▸ **GIVEN DATA**:
· · · ·

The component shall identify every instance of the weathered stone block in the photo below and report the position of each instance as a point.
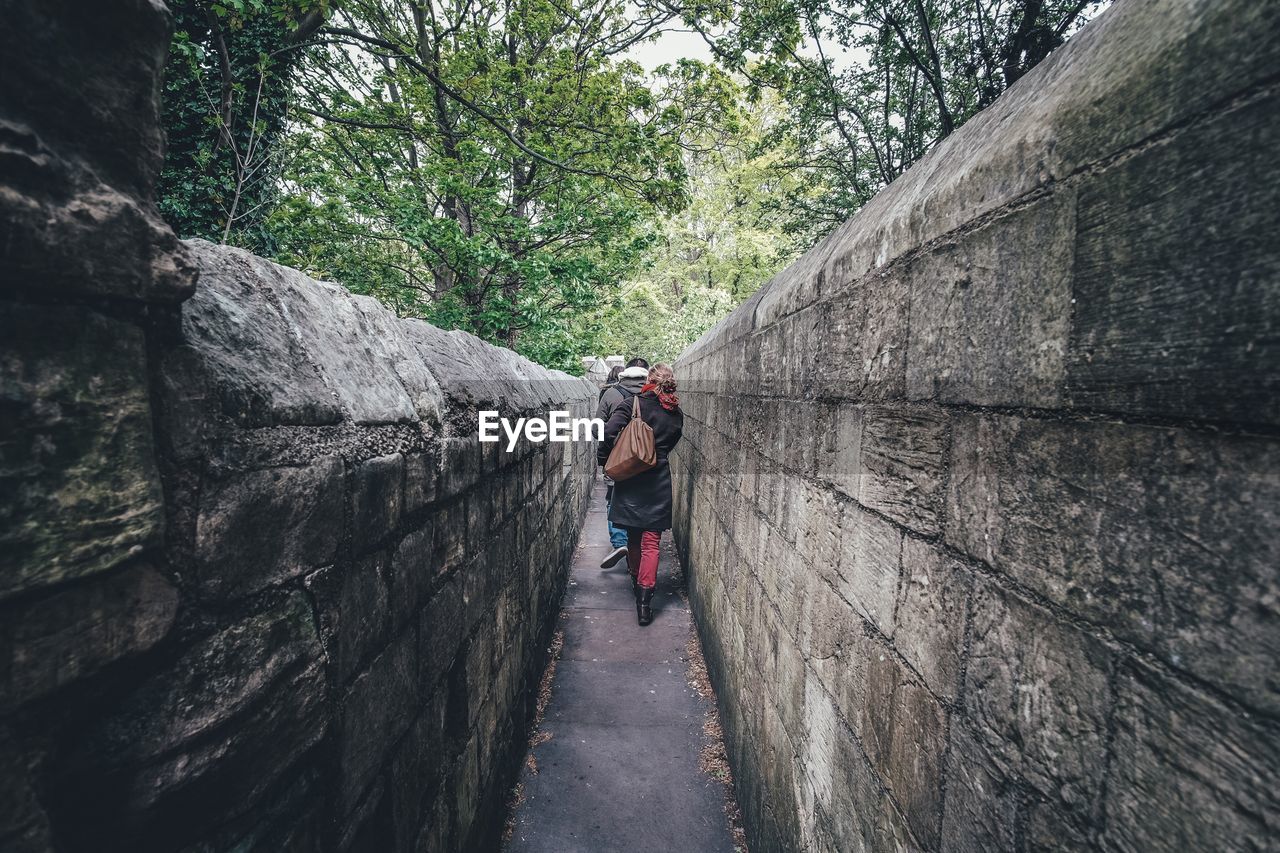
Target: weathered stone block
(1162, 534)
(982, 803)
(1175, 297)
(440, 633)
(460, 465)
(259, 528)
(863, 352)
(71, 634)
(904, 729)
(23, 822)
(411, 574)
(1037, 696)
(990, 316)
(378, 708)
(83, 144)
(901, 457)
(929, 623)
(387, 337)
(421, 480)
(327, 320)
(219, 726)
(352, 603)
(1179, 753)
(78, 473)
(238, 350)
(869, 559)
(376, 497)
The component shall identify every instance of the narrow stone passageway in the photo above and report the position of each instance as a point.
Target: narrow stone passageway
(617, 767)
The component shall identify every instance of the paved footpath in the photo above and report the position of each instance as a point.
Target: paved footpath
(620, 771)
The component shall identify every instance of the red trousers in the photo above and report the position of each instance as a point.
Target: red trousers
(643, 556)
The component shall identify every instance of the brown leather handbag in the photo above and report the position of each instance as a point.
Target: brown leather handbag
(632, 451)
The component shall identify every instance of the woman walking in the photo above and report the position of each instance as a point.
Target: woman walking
(641, 503)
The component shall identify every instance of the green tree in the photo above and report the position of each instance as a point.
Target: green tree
(872, 85)
(492, 165)
(718, 250)
(227, 87)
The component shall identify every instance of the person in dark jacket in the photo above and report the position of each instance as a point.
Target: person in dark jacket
(625, 384)
(641, 505)
(635, 374)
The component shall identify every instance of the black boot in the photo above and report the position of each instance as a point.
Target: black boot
(643, 609)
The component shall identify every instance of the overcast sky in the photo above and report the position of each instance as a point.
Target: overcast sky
(670, 46)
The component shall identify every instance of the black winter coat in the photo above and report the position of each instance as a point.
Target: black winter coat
(643, 501)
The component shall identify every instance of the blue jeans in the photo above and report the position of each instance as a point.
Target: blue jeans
(617, 536)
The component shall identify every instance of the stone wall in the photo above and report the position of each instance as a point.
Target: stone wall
(260, 587)
(981, 498)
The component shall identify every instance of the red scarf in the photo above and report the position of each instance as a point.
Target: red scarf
(668, 398)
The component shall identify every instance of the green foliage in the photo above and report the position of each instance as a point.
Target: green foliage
(503, 168)
(488, 167)
(227, 87)
(714, 252)
(872, 85)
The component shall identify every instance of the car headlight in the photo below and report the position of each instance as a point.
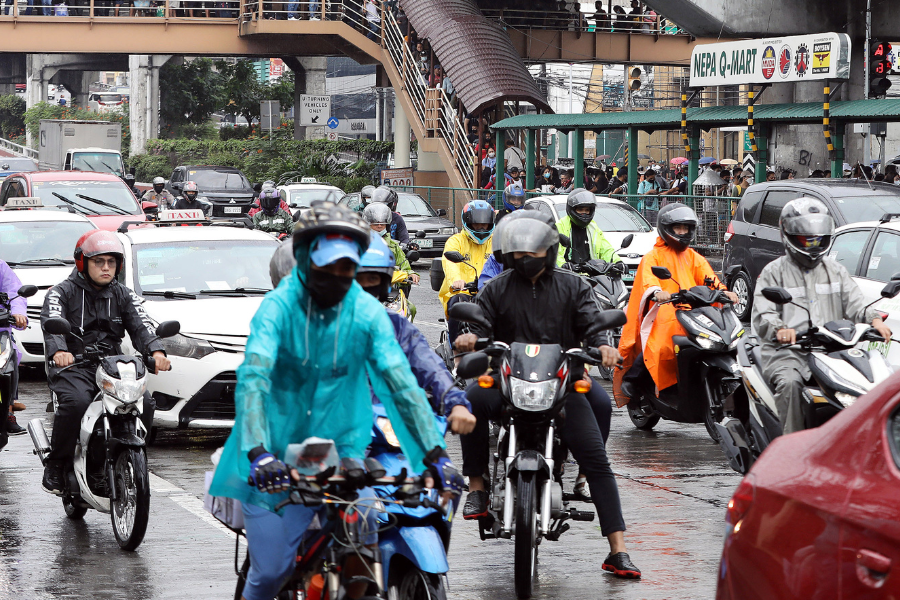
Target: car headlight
(181, 345)
(534, 396)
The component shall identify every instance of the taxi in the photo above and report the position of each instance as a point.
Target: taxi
(211, 277)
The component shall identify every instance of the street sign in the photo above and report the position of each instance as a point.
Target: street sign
(772, 60)
(402, 177)
(314, 110)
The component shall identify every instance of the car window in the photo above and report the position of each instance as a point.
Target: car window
(885, 260)
(848, 247)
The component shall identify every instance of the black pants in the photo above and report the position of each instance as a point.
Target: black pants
(578, 430)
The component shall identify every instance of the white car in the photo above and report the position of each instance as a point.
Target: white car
(617, 219)
(212, 280)
(871, 252)
(38, 245)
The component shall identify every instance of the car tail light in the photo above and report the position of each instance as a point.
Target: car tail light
(729, 233)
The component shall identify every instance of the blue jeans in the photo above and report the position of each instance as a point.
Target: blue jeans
(272, 542)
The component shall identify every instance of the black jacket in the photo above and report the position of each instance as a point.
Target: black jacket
(97, 316)
(557, 309)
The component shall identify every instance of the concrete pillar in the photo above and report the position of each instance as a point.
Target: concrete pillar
(401, 138)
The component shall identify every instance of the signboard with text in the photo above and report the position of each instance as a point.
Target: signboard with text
(772, 60)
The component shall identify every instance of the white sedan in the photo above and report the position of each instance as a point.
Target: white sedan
(212, 280)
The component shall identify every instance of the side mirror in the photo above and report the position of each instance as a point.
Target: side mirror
(168, 328)
(779, 295)
(473, 365)
(57, 326)
(27, 291)
(661, 272)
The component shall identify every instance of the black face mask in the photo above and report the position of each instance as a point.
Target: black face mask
(529, 266)
(326, 288)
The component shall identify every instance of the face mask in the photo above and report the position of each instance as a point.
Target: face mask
(529, 266)
(326, 288)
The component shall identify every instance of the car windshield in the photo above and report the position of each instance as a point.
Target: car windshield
(208, 179)
(413, 205)
(26, 241)
(867, 208)
(99, 162)
(302, 198)
(82, 196)
(210, 265)
(614, 217)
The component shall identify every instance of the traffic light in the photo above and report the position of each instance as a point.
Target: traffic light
(879, 67)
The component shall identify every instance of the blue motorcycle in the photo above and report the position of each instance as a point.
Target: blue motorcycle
(414, 553)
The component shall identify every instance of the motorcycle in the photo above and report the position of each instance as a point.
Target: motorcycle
(9, 364)
(708, 372)
(526, 499)
(109, 472)
(841, 373)
(414, 553)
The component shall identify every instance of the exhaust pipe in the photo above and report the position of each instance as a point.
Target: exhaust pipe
(39, 438)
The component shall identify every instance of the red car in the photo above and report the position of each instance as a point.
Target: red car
(818, 516)
(103, 198)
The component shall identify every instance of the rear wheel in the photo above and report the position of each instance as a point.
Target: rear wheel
(526, 535)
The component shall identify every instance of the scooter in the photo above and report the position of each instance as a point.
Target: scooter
(708, 372)
(414, 552)
(841, 373)
(109, 472)
(526, 498)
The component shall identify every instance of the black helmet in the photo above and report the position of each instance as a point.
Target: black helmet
(385, 195)
(807, 230)
(580, 197)
(676, 214)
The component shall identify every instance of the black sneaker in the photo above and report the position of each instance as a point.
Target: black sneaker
(476, 505)
(13, 427)
(620, 565)
(53, 482)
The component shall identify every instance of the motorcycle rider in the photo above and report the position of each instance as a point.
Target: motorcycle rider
(316, 344)
(653, 354)
(160, 195)
(100, 310)
(271, 218)
(510, 301)
(814, 280)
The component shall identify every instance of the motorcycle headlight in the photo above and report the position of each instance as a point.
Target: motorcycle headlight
(533, 396)
(181, 345)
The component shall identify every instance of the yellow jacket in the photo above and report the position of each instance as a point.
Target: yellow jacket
(475, 254)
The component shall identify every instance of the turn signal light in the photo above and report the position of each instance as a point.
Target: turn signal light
(582, 386)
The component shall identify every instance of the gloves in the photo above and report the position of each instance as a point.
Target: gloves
(268, 473)
(446, 476)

· · · ·

Reproduce the entries from the line containing "The component shall identify every instance of the turn" through the end of the entries, replacing "turn signal light" with "brake light" and leaving everything else unchanged.

The component shall identify every instance of the brake light in the photo above and report the position of each instance as a point.
Target: brake light
(582, 386)
The component shall identify every instance of the gloves in the photo above and report the position of each instance as a point.
Target: gloves
(268, 473)
(446, 476)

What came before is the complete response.